• PROBLEM DETAILS: In the records below, some lines contain the word "post". Copy each of them.

· · ·

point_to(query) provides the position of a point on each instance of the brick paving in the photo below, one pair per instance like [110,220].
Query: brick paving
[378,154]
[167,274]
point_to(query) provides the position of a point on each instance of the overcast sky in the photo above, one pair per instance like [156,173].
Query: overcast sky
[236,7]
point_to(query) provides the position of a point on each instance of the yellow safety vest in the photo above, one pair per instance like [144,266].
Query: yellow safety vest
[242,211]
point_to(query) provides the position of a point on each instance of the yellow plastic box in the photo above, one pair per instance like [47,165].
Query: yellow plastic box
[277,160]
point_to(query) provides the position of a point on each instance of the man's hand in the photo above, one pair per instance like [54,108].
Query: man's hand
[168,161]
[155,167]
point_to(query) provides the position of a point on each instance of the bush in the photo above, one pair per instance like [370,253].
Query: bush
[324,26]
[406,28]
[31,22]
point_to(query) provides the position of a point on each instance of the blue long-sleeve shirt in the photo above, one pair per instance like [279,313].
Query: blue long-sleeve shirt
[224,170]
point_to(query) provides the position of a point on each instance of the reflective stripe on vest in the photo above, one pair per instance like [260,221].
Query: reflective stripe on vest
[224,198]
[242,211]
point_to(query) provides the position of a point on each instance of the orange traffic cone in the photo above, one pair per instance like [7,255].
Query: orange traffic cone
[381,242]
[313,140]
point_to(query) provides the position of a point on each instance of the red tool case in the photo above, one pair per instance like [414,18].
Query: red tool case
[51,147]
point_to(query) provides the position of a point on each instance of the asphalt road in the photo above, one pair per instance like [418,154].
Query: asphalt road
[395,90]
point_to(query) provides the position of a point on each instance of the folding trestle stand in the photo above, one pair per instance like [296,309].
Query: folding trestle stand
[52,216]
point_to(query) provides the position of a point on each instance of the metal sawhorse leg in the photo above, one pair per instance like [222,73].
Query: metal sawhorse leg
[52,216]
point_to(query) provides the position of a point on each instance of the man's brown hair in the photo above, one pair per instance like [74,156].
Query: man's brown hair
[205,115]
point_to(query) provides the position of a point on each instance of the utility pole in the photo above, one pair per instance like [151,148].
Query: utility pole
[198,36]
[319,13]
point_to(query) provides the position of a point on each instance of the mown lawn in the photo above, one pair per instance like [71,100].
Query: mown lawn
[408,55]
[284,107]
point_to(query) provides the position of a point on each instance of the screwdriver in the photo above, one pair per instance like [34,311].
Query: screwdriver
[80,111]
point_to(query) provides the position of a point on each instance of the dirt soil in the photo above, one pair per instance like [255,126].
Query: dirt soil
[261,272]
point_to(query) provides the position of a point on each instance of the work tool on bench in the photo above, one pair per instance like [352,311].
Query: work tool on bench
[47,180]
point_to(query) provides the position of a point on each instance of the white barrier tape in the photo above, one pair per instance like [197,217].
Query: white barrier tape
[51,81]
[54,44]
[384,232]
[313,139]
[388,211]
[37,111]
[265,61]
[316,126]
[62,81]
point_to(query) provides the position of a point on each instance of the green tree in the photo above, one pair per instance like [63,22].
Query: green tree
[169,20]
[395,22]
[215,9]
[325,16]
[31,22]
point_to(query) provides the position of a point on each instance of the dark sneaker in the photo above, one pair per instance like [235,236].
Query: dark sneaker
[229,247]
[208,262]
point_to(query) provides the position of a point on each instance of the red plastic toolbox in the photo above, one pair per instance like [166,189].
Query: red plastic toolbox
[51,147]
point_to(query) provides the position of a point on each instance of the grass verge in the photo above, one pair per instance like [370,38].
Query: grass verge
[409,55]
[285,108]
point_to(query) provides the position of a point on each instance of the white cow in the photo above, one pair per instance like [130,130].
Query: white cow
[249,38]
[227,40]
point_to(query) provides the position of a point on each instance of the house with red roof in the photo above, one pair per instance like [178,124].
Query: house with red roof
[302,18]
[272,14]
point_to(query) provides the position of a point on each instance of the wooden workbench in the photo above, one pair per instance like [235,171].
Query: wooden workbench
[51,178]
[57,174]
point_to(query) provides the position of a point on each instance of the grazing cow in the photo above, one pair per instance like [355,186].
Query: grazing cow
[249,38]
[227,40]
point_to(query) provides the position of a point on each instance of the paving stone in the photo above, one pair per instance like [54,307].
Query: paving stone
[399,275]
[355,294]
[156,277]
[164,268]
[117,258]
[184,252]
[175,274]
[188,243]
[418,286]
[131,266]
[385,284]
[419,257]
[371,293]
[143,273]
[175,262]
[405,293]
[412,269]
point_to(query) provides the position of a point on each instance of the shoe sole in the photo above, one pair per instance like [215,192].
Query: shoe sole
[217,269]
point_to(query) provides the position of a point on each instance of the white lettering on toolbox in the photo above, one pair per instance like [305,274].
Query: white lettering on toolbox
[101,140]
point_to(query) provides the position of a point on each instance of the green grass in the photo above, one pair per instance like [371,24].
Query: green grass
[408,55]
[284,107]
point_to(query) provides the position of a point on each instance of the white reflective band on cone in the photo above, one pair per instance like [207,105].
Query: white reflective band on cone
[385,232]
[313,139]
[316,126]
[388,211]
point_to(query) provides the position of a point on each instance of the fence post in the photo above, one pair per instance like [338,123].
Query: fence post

· · ·

• YOUR RESPONSE:
point_to(query) provides the position of a point on each instance of the fence post in the photo above, one pair per instance like [338,123].
Query: fence post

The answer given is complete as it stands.